## Begin Dataset rows

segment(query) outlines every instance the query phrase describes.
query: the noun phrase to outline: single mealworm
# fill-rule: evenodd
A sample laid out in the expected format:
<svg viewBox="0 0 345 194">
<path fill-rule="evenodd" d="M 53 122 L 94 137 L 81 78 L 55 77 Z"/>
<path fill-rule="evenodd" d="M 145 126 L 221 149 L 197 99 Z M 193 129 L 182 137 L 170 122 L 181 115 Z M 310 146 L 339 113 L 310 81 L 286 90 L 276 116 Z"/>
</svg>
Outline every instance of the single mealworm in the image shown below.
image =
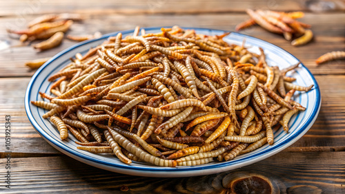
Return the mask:
<svg viewBox="0 0 345 194">
<path fill-rule="evenodd" d="M 63 121 L 60 118 L 55 116 L 50 117 L 50 121 L 57 127 L 57 130 L 60 133 L 60 138 L 61 140 L 66 139 L 68 137 L 68 132 Z"/>
</svg>

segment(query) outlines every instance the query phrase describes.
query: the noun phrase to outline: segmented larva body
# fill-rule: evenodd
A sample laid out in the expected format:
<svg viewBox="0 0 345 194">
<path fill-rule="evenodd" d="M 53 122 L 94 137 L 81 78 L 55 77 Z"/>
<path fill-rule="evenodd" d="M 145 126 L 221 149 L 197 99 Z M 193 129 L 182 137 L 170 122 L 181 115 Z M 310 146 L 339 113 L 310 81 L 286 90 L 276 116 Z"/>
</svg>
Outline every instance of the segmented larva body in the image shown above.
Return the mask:
<svg viewBox="0 0 345 194">
<path fill-rule="evenodd" d="M 66 124 L 66 126 L 67 127 L 70 132 L 73 135 L 73 136 L 75 136 L 81 142 L 84 142 L 84 143 L 88 142 L 88 140 L 84 137 L 84 134 L 83 133 L 83 132 L 81 132 L 81 133 L 79 133 L 78 130 L 75 129 L 74 127 L 70 126 L 69 125 Z M 81 129 L 81 131 L 84 131 Z"/>
<path fill-rule="evenodd" d="M 109 64 L 106 61 L 101 58 L 98 58 L 96 61 L 98 62 L 98 63 L 99 63 L 99 65 L 101 65 L 101 66 L 106 68 L 108 72 L 113 72 L 116 71 L 115 67 Z"/>
<path fill-rule="evenodd" d="M 213 119 L 204 121 L 194 127 L 191 136 L 201 136 L 204 133 L 210 130 L 219 122 L 220 118 Z"/>
<path fill-rule="evenodd" d="M 177 158 L 181 158 L 185 155 L 191 155 L 193 153 L 196 153 L 199 151 L 200 148 L 197 146 L 188 147 L 182 149 L 177 151 L 177 152 L 170 155 L 166 158 L 166 159 L 175 159 Z"/>
<path fill-rule="evenodd" d="M 59 107 L 59 105 L 46 101 L 31 101 L 31 103 L 37 107 L 45 109 L 47 110 L 51 110 L 54 108 Z"/>
<path fill-rule="evenodd" d="M 225 151 L 226 151 L 225 147 L 221 147 L 218 149 L 213 150 L 211 151 L 208 151 L 208 152 L 200 152 L 199 151 L 197 153 L 189 155 L 181 158 L 179 159 L 177 159 L 177 160 L 176 160 L 176 162 L 177 162 L 177 163 L 179 163 L 179 162 L 181 162 L 196 160 L 207 158 L 215 158 L 215 157 L 218 156 L 220 154 L 222 154 Z"/>
<path fill-rule="evenodd" d="M 186 83 L 187 83 L 189 88 L 190 88 L 190 89 L 192 90 L 193 95 L 199 98 L 199 94 L 197 94 L 195 80 L 194 80 L 188 69 L 187 69 L 187 67 L 186 67 L 184 65 L 176 61 L 174 61 L 174 65 L 175 67 L 177 69 L 177 70 L 179 70 L 181 75 L 182 75 L 182 76 L 184 77 Z"/>
<path fill-rule="evenodd" d="M 264 91 L 268 94 L 272 98 L 273 98 L 277 103 L 279 103 L 282 106 L 286 107 L 289 108 L 290 109 L 292 109 L 293 107 L 290 104 L 286 103 L 282 97 L 279 96 L 277 94 L 275 94 L 273 91 L 268 88 L 267 87 L 263 85 L 262 83 L 258 83 L 257 85 L 259 85 L 259 87 L 262 88 Z"/>
<path fill-rule="evenodd" d="M 293 109 L 290 111 L 287 111 L 284 114 L 284 116 L 283 116 L 283 120 L 282 120 L 283 125 L 283 125 L 284 131 L 288 131 L 288 122 L 290 121 L 290 119 L 291 118 L 293 115 L 294 115 L 295 114 L 296 114 L 297 112 L 298 112 L 297 109 Z"/>
<path fill-rule="evenodd" d="M 90 133 L 91 133 L 91 135 L 92 135 L 96 141 L 97 141 L 97 142 L 99 143 L 101 143 L 102 138 L 101 137 L 101 134 L 99 134 L 99 131 L 98 131 L 98 129 L 92 125 L 88 125 L 87 126 L 90 129 Z"/>
<path fill-rule="evenodd" d="M 234 159 L 242 150 L 245 149 L 248 143 L 241 143 L 233 149 L 228 153 L 224 156 L 224 160 L 228 161 Z"/>
<path fill-rule="evenodd" d="M 130 82 L 126 83 L 124 85 L 120 85 L 115 87 L 109 91 L 109 93 L 121 93 L 124 91 L 126 91 L 127 90 L 131 89 L 134 88 L 136 86 L 141 85 L 141 84 L 145 83 L 148 80 L 149 80 L 151 78 L 151 77 L 146 77 L 144 78 L 136 80 L 135 81 Z"/>
<path fill-rule="evenodd" d="M 247 109 L 248 110 L 248 114 L 243 120 L 242 125 L 241 125 L 241 129 L 239 129 L 239 136 L 241 136 L 246 134 L 246 130 L 247 130 L 248 126 L 249 125 L 249 122 L 250 122 L 255 116 L 255 112 L 250 106 L 248 106 Z"/>
<path fill-rule="evenodd" d="M 176 125 L 177 125 L 177 123 L 181 122 L 182 120 L 186 118 L 192 112 L 193 108 L 193 107 L 187 107 L 181 113 L 174 116 L 173 117 L 170 118 L 169 120 L 161 124 L 159 127 L 158 127 L 158 128 L 165 128 L 166 130 L 168 130 L 168 129 L 175 126 Z"/>
<path fill-rule="evenodd" d="M 186 89 L 184 87 L 183 87 L 181 85 L 178 84 L 177 83 L 175 82 L 174 80 L 170 79 L 169 78 L 164 77 L 161 75 L 155 74 L 153 76 L 153 78 L 159 80 L 161 83 L 166 84 L 168 85 L 170 85 L 172 87 L 172 88 L 176 90 L 177 92 L 179 94 L 182 94 L 184 97 L 187 98 L 195 98 L 194 96 L 193 96 L 189 91 Z"/>
<path fill-rule="evenodd" d="M 147 96 L 146 94 L 144 94 L 138 97 L 136 97 L 133 100 L 128 102 L 128 103 L 126 104 L 126 105 L 124 105 L 122 108 L 121 108 L 119 111 L 117 111 L 116 114 L 120 116 L 123 115 L 124 114 L 127 112 L 129 109 L 130 109 L 132 107 L 141 103 L 146 96 Z"/>
<path fill-rule="evenodd" d="M 226 116 L 219 127 L 205 140 L 205 142 L 210 143 L 221 135 L 228 129 L 230 122 L 230 117 Z"/>
<path fill-rule="evenodd" d="M 112 137 L 110 133 L 108 130 L 104 130 L 104 136 L 107 139 L 109 145 L 111 147 L 112 152 L 116 155 L 117 158 L 121 160 L 121 162 L 129 164 L 132 163 L 132 160 L 130 160 L 127 156 L 124 155 L 124 153 L 121 151 L 121 148 L 119 144 L 116 142 L 114 138 Z"/>
<path fill-rule="evenodd" d="M 132 123 L 132 120 L 126 117 L 121 116 L 119 114 L 115 114 L 110 111 L 105 110 L 106 112 L 112 117 L 115 120 L 119 121 L 123 123 L 126 123 L 127 125 L 130 125 Z"/>
<path fill-rule="evenodd" d="M 211 113 L 208 114 L 205 116 L 198 117 L 195 118 L 193 121 L 190 122 L 186 127 L 186 130 L 188 130 L 189 128 L 198 125 L 199 123 L 205 122 L 206 120 L 223 118 L 227 116 L 227 113 Z"/>
<path fill-rule="evenodd" d="M 164 110 L 176 109 L 184 107 L 197 107 L 207 111 L 207 109 L 201 101 L 195 99 L 183 99 L 161 106 L 160 109 Z"/>
<path fill-rule="evenodd" d="M 117 131 L 110 131 L 110 132 L 117 142 L 118 142 L 121 147 L 129 152 L 135 154 L 140 160 L 159 166 L 176 166 L 177 163 L 175 160 L 164 160 L 150 155 L 139 149 Z"/>
<path fill-rule="evenodd" d="M 221 86 L 223 87 L 226 87 L 229 85 L 224 80 L 223 80 L 223 78 L 219 75 L 215 73 L 213 73 L 210 71 L 204 69 L 200 69 L 200 73 L 202 75 L 209 78 L 213 81 L 220 83 L 220 85 L 221 85 Z"/>
<path fill-rule="evenodd" d="M 109 118 L 107 114 L 88 115 L 80 109 L 77 111 L 77 116 L 81 121 L 89 123 Z"/>
<path fill-rule="evenodd" d="M 241 92 L 237 96 L 237 99 L 239 100 L 245 96 L 247 96 L 248 95 L 249 95 L 249 94 L 252 93 L 257 87 L 257 78 L 254 76 L 250 76 L 250 82 L 248 85 L 246 89 L 242 91 L 242 92 Z"/>
<path fill-rule="evenodd" d="M 68 137 L 68 132 L 63 121 L 60 118 L 55 116 L 50 117 L 50 121 L 57 127 L 57 130 L 60 133 L 60 138 L 61 140 L 66 139 Z"/>
<path fill-rule="evenodd" d="M 62 94 L 57 98 L 63 99 L 63 98 L 66 98 L 72 96 L 73 94 L 77 94 L 78 91 L 79 91 L 81 89 L 82 89 L 84 86 L 90 83 L 96 78 L 99 76 L 103 73 L 106 72 L 106 69 L 103 68 L 103 69 L 98 69 L 98 70 L 92 72 L 91 74 L 89 74 L 85 78 L 81 80 L 79 83 L 77 83 L 77 85 L 73 86 L 73 87 L 70 89 L 69 90 L 68 90 L 65 93 Z"/>
<path fill-rule="evenodd" d="M 252 143 L 257 142 L 258 140 L 262 139 L 265 136 L 266 136 L 266 131 L 263 131 L 256 135 L 251 136 L 226 136 L 224 139 L 227 141 L 231 141 L 231 142 Z"/>
<path fill-rule="evenodd" d="M 321 64 L 326 61 L 345 58 L 345 51 L 333 51 L 322 55 L 315 61 L 317 64 Z"/>
<path fill-rule="evenodd" d="M 272 127 L 270 125 L 270 122 L 267 117 L 262 117 L 262 121 L 264 122 L 264 125 L 266 127 L 266 136 L 267 137 L 267 142 L 270 145 L 273 144 L 274 143 L 274 134 L 273 131 L 272 130 Z"/>
<path fill-rule="evenodd" d="M 52 103 L 57 104 L 61 106 L 71 106 L 80 105 L 88 101 L 92 98 L 92 96 L 83 96 L 70 99 L 58 99 L 54 98 L 52 100 Z"/>
<path fill-rule="evenodd" d="M 195 160 L 188 160 L 185 162 L 177 162 L 177 166 L 195 166 L 201 165 L 211 162 L 213 161 L 213 158 L 206 158 L 202 159 L 198 159 Z"/>
<path fill-rule="evenodd" d="M 47 118 L 48 117 L 50 117 L 50 116 L 56 114 L 59 114 L 65 109 L 66 109 L 66 107 L 58 105 L 57 107 L 53 108 L 52 109 L 50 110 L 47 113 L 42 115 L 42 118 Z"/>
<path fill-rule="evenodd" d="M 68 124 L 70 126 L 79 128 L 79 129 L 83 129 L 88 134 L 90 133 L 90 129 L 88 129 L 88 126 L 86 124 L 83 123 L 83 122 L 80 120 L 71 120 L 68 118 L 63 118 L 62 121 L 65 122 L 66 124 Z"/>
<path fill-rule="evenodd" d="M 254 151 L 254 150 L 262 147 L 263 145 L 266 144 L 266 143 L 267 143 L 267 138 L 264 137 L 264 138 L 259 140 L 259 141 L 248 145 L 247 147 L 247 148 L 241 151 L 241 152 L 239 152 L 239 154 L 244 154 L 244 153 L 250 152 L 252 151 Z"/>
<path fill-rule="evenodd" d="M 163 145 L 165 147 L 170 148 L 170 149 L 180 150 L 180 149 L 185 149 L 185 148 L 188 147 L 188 144 L 181 144 L 181 143 L 170 142 L 168 140 L 161 139 L 159 136 L 157 137 L 157 139 L 158 140 L 158 141 L 159 142 L 159 143 L 161 145 Z"/>
<path fill-rule="evenodd" d="M 141 109 L 150 114 L 156 115 L 158 116 L 164 116 L 164 117 L 174 116 L 180 113 L 183 110 L 183 109 L 172 109 L 167 111 L 161 109 L 160 108 L 155 108 L 148 106 L 137 105 L 137 107 L 138 108 Z"/>
<path fill-rule="evenodd" d="M 303 87 L 303 86 L 300 86 L 300 85 L 294 85 L 293 83 L 288 83 L 288 82 L 284 82 L 284 85 L 285 85 L 285 88 L 286 88 L 286 89 L 295 89 L 297 91 L 310 91 L 313 87 L 314 86 L 314 85 L 311 85 L 308 87 Z"/>
<path fill-rule="evenodd" d="M 112 153 L 112 149 L 111 147 L 110 146 L 106 146 L 106 147 L 98 147 L 98 146 L 79 146 L 77 147 L 77 149 L 81 149 L 81 150 L 85 150 L 88 152 L 91 152 L 93 153 Z"/>
</svg>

## End Dataset rows

# Exercise
Please count the lines of the records that contain the string "phrase", with case counting, and give only that number.

# Task response
4